SET TASK: Scale the data below, starting with the line containing "Would you kindly locate the tall" and going on through the last line of the data, both ends included. Reproduce each of those lines with the requests left unchanged, multiply every coordinate in the answers by 1.9, round to whole numbers with halves going up, and return only these lines.

Coordinate annotation data:

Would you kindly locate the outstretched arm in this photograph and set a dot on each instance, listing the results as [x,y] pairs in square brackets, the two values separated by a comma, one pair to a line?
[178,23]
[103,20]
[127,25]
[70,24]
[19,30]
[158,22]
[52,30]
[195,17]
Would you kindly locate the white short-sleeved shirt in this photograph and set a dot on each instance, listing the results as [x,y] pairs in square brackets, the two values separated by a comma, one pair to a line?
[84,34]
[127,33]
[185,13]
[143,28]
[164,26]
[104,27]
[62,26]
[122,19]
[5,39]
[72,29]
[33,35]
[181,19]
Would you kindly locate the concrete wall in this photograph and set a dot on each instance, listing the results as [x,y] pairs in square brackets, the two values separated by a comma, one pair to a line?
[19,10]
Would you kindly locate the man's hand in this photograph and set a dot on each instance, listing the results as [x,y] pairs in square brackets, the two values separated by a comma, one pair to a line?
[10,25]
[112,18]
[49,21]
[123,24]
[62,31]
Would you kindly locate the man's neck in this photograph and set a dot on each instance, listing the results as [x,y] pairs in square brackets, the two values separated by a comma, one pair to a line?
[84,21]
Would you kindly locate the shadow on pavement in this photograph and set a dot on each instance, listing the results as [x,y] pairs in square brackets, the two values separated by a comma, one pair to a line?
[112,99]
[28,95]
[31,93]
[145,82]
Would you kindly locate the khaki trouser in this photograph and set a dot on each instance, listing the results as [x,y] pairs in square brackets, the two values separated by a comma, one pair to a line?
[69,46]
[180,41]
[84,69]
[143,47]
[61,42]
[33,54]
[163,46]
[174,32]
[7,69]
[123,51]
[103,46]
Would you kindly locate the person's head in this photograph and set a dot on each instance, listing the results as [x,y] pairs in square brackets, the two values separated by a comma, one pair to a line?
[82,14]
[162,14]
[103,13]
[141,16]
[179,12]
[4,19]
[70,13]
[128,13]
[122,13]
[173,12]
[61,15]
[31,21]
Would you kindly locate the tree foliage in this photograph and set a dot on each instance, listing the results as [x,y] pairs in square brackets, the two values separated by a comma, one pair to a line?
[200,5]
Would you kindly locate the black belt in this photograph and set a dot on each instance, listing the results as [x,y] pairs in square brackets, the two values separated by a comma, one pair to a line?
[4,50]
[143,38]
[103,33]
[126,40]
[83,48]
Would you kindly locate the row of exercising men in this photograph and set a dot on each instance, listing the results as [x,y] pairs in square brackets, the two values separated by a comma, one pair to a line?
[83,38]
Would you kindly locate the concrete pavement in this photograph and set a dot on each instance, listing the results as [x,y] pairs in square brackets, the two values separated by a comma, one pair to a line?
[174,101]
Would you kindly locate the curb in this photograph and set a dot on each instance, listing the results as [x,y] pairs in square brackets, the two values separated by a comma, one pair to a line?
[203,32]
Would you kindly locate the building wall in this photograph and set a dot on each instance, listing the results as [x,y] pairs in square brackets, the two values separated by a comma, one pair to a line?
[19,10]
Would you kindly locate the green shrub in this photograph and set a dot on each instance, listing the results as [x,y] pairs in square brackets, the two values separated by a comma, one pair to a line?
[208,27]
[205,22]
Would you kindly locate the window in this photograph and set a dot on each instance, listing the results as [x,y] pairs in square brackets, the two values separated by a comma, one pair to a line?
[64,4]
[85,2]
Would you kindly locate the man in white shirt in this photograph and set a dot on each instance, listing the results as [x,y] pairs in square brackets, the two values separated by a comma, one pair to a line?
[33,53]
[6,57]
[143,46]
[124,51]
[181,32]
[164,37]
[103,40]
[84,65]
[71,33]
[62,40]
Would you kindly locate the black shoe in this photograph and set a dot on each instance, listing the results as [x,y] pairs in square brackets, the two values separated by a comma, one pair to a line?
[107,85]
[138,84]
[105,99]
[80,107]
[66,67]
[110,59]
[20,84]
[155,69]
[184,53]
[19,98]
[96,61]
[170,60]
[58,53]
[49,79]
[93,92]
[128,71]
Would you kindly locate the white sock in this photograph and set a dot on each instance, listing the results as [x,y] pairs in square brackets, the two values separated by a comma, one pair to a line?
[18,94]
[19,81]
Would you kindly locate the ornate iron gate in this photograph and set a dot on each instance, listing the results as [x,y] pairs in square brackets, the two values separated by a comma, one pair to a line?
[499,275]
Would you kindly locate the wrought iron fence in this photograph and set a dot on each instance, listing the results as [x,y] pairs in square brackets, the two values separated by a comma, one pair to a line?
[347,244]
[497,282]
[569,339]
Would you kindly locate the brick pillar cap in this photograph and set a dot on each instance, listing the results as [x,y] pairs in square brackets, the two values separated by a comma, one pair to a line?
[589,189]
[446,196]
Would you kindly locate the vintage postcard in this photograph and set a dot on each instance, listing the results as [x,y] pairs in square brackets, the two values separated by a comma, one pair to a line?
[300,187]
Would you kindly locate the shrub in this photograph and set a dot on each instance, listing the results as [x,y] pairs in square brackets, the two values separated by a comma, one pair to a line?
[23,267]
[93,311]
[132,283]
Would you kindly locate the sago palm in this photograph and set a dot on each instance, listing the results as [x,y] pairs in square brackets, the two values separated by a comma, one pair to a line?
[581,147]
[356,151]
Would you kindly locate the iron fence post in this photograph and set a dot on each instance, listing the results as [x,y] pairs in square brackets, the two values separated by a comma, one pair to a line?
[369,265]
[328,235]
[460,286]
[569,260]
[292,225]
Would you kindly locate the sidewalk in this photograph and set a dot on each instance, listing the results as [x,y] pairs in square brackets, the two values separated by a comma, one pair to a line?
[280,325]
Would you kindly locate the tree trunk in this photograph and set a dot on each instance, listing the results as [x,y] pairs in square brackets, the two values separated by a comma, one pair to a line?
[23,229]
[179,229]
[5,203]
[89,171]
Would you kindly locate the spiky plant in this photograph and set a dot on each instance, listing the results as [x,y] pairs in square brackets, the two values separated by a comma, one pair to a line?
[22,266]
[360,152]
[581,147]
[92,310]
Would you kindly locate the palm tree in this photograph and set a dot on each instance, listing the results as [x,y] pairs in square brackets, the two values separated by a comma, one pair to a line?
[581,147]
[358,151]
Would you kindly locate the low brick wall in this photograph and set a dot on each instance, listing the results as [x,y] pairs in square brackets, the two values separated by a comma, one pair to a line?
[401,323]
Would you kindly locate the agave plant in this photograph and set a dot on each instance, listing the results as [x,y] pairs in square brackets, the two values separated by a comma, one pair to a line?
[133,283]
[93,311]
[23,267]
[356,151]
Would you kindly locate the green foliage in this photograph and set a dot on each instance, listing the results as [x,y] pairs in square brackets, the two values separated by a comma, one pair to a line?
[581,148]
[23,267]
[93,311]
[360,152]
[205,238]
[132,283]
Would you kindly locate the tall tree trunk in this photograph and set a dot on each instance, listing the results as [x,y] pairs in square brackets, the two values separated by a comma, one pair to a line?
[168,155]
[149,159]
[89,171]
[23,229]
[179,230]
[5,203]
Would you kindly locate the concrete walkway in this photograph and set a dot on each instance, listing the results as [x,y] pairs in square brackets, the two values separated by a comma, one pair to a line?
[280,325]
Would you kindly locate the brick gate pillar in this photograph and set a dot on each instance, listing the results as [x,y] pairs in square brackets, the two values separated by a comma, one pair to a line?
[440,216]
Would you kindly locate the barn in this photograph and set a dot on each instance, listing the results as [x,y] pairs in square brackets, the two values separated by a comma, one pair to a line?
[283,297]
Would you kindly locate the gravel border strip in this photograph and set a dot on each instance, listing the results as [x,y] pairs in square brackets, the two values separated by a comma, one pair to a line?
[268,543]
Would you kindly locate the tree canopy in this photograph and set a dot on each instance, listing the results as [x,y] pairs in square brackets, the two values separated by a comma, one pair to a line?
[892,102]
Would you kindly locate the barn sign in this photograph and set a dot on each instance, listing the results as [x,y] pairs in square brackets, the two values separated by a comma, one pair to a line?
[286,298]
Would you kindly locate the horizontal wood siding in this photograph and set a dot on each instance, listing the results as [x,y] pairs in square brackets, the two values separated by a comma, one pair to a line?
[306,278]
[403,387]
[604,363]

TASK RESPONSE:
Would you kindly locate the tall tree trunk in this photograph and set a dot on each instance, listing the results as [x,y] pairs in square brackets, the two values separated by a comma, one pair to a line?
[319,295]
[283,302]
[169,325]
[44,435]
[340,437]
[10,386]
Would you kindly locate the concrete walkway in this photograph and set a dot on each instance, listing the results as [x,y] pairs in square brackets, the two values separated by a comma, one pair to a line?
[532,618]
Would you kindly locate the brick gate pillar in this photograph and set a dot on each instance, listing the results as [x,y] pairs in square brackets, the two values separated by a comma, one pair to a line?
[836,410]
Would you kindly locate the barn in this photograph and set a dot on each instance, listing the results as [x,y] pairs in square brackets, the two values separated by a comma, one pair to a line?
[538,564]
Would you kindly locate the gravel border strip in this photograph and set a dot on each instance, listing the results as [x,y] pairs in square brackets, the two values separated by a comma, one pair to a line?
[509,1032]
Would you kindly locate the tree canopy in this photograph and set a dot on each instance, listing the results as [x,y] pairs in square brackets, the two values separated by a comma, one pair to a line?
[1695,194]
Would you kindly locate the barn sign in this photograph and set a dot on each instance, listing the results as [x,y] pairs in square brackets, the two values separated by a comma, one pair to a line?
[543,566]
Would you kindly locate the horizontal wood siding in this photograph and set a dot on each instance, listing the results as [x,y] pairs in square brackets, the two values separated by a comma, one pair to a line?
[581,528]
[766,735]
[1148,690]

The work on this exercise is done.